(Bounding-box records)

▼

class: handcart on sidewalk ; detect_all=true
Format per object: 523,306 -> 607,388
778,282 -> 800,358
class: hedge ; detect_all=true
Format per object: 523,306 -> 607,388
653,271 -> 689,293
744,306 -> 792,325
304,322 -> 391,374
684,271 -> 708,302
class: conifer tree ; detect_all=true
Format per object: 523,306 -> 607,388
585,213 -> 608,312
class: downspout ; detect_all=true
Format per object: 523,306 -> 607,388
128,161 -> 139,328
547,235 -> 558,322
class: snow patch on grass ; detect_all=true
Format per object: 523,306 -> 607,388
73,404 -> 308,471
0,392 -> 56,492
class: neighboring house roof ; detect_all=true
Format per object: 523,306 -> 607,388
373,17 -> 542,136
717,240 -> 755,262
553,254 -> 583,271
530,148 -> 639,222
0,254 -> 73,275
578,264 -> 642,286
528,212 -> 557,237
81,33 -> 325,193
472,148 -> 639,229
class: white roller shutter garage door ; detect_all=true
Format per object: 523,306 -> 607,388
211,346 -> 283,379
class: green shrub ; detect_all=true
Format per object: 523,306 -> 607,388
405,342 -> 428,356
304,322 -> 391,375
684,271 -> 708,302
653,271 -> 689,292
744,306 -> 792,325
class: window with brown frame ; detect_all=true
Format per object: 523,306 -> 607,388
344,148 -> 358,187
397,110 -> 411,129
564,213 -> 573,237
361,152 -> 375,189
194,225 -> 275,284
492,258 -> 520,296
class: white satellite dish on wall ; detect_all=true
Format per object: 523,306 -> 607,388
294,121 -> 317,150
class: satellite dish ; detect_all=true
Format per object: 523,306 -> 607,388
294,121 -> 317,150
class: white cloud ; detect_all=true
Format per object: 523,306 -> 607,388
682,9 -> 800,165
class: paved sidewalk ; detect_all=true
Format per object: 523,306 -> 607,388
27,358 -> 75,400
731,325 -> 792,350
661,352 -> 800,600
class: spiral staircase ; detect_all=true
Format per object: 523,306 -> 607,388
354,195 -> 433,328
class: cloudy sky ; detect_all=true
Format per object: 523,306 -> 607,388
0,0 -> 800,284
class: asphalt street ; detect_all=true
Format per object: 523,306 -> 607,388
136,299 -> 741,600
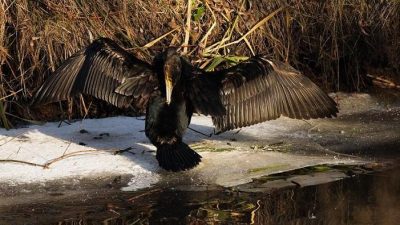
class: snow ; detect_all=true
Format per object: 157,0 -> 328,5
0,94 -> 399,191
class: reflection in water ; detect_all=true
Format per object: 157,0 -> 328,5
0,168 -> 400,225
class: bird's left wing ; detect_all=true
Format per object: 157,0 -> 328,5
31,38 -> 159,107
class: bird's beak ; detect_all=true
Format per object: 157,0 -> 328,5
165,74 -> 174,105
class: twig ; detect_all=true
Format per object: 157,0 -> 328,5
128,188 -> 163,202
182,0 -> 192,54
140,27 -> 179,50
0,89 -> 22,101
0,131 -> 28,146
63,102 -> 92,156
43,149 -> 120,169
0,159 -> 45,168
209,6 -> 286,52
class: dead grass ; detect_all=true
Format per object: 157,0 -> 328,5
0,0 -> 400,127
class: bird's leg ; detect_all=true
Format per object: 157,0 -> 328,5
188,127 -> 213,137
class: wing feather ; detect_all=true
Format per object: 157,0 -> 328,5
209,57 -> 338,131
31,38 -> 159,107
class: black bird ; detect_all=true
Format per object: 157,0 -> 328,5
31,38 -> 338,171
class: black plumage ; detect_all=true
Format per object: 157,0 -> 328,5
32,38 -> 338,171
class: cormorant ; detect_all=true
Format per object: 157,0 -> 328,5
31,38 -> 338,171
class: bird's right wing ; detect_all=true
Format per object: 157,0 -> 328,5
31,38 -> 159,107
209,57 -> 338,131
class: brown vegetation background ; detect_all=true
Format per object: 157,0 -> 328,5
0,0 -> 400,128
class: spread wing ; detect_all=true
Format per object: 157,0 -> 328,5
206,57 -> 338,131
31,38 -> 158,107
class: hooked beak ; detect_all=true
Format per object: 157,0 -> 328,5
165,76 -> 174,105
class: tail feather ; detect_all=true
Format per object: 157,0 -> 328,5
156,142 -> 201,172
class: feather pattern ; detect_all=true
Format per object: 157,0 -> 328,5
208,57 -> 338,131
31,38 -> 158,107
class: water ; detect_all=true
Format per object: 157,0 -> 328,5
0,168 -> 400,225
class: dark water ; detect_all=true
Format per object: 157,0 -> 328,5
0,168 -> 400,225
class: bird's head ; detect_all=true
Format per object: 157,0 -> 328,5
164,48 -> 181,105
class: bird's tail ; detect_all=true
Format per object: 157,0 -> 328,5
156,142 -> 201,172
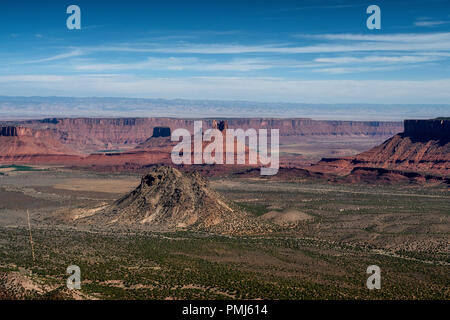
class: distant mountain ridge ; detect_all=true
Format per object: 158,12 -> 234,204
0,96 -> 450,121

▲

Problem: Please reproduce all of the records above, replacing every "class" with "category" and keeping everything else the same. Leave out the pictures.

Solution to this exercise:
category: handcart on sidewalk ; detect_all=true
Format per object: 523,306 -> 607,388
778,282 -> 800,358
category: hedge ; detect_all=true
Format per object: 523,306 -> 607,388
653,271 -> 689,293
744,306 -> 792,325
304,322 -> 391,374
684,271 -> 708,302
category: conifer tree ; detect_all=true
Format per object: 523,306 -> 607,388
585,213 -> 608,312
category: downspout ; detect_all=true
Format per object: 523,306 -> 607,388
128,161 -> 139,328
547,235 -> 558,322
category: snow patch on grass ; detect_all=true
Format per object: 523,306 -> 607,388
73,404 -> 308,471
0,392 -> 56,492
category: neighboring house roof ; detect_all=true
Format per object: 523,306 -> 607,388
373,17 -> 542,136
717,240 -> 755,262
553,254 -> 583,271
530,148 -> 639,222
0,254 -> 73,275
578,264 -> 642,286
528,212 -> 557,237
81,33 -> 325,193
472,148 -> 639,229
category: white roller shutter garage door ; detect_all=true
Format per object: 523,306 -> 607,388
211,346 -> 283,379
category: green shrub ; detect_all=true
Format per object: 523,306 -> 607,388
405,342 -> 428,356
304,322 -> 391,375
684,271 -> 708,302
653,271 -> 689,292
744,306 -> 792,325
category: window with brown frame ; detect_all=true
Format per object: 523,306 -> 607,388
344,148 -> 358,187
397,110 -> 411,129
564,213 -> 573,237
361,152 -> 375,189
194,225 -> 275,284
492,258 -> 520,296
category: white satellite dish on wall ; detect_all=true
Format per object: 523,306 -> 607,388
294,121 -> 317,150
category: satellite dish ; detect_all=true
Format per object: 523,306 -> 607,388
294,121 -> 317,150
category: white cloud ; detect_all=true
Format per object: 523,306 -> 607,388
682,9 -> 800,165
category: paved sidewalk ; detect_all=true
Format per object: 523,306 -> 607,388
27,358 -> 75,400
731,325 -> 792,350
661,352 -> 800,600
category: spiral staircase ; detect_all=true
Format per object: 523,306 -> 607,388
354,195 -> 433,328
category: cloudy sky ; detect_all=true
Format per object: 523,306 -> 607,388
0,0 -> 800,284
category: asphalt street ; detect_all=true
Format per object: 523,306 -> 607,388
136,299 -> 741,600
category: snow ; detect_all=true
Format per object: 157,0 -> 328,5
0,94 -> 399,191
category: reflection in water ; detect_all=true
Format per object: 157,0 -> 328,5
0,168 -> 400,225
category: bird's left wing ; detect_all=true
Format per object: 157,0 -> 328,5
31,38 -> 159,107
category: bird's beak ; detect_all=true
Format per object: 157,0 -> 328,5
165,74 -> 174,105
category: twig ; detect_all=true
Format per object: 157,0 -> 328,5
128,188 -> 163,202
182,0 -> 192,54
140,27 -> 179,50
0,89 -> 22,101
0,131 -> 28,146
63,102 -> 92,156
43,149 -> 120,169
0,159 -> 45,168
209,6 -> 286,52
category: dead grass ; detect_all=true
Format per object: 157,0 -> 328,5
0,0 -> 400,127
category: bird's leg ; detect_all=true
Format per object: 157,0 -> 328,5
188,127 -> 213,137
category: wing feather ; detect_all=true
Format per object: 157,0 -> 328,5
209,57 -> 338,131
31,38 -> 159,107
category: black bird ; detect_all=true
Format per object: 157,0 -> 328,5
31,38 -> 338,171
category: black plumage ; detect_all=true
Format per object: 157,0 -> 328,5
32,38 -> 338,171
category: cormorant ; detect_all=true
Format per object: 157,0 -> 328,5
31,38 -> 338,171
category: bird's right wing ; detect_all=true
Format per object: 157,0 -> 328,5
31,38 -> 159,107
209,57 -> 338,131
category: brown vegetation background ; detect_all=true
Format per object: 157,0 -> 328,5
0,0 -> 400,128
category: spread wing ; detect_all=true
Format per object: 157,0 -> 328,5
206,57 -> 338,131
31,38 -> 158,107
category: hooked beak ; detect_all=true
Format per object: 157,0 -> 328,5
165,76 -> 174,105
category: tail feather ; detect_all=true
Format per object: 157,0 -> 328,5
156,142 -> 201,172
category: feather pattern ; detect_all=true
Format per object: 157,0 -> 328,5
208,57 -> 338,131
31,38 -> 158,107
category: water ; detect_all=true
Format per object: 157,0 -> 328,5
0,168 -> 400,225
category: dark water ; detect_all=true
Format per object: 157,0 -> 328,5
0,168 -> 400,225
category: bird's head ; detect_all=true
Format per object: 157,0 -> 328,5
164,48 -> 181,105
category: bird's tail ; detect_all=true
Format per object: 157,0 -> 328,5
156,142 -> 201,172
category: distant mountain ridge ; detect_all=true
Format per object: 158,12 -> 234,204
0,96 -> 450,121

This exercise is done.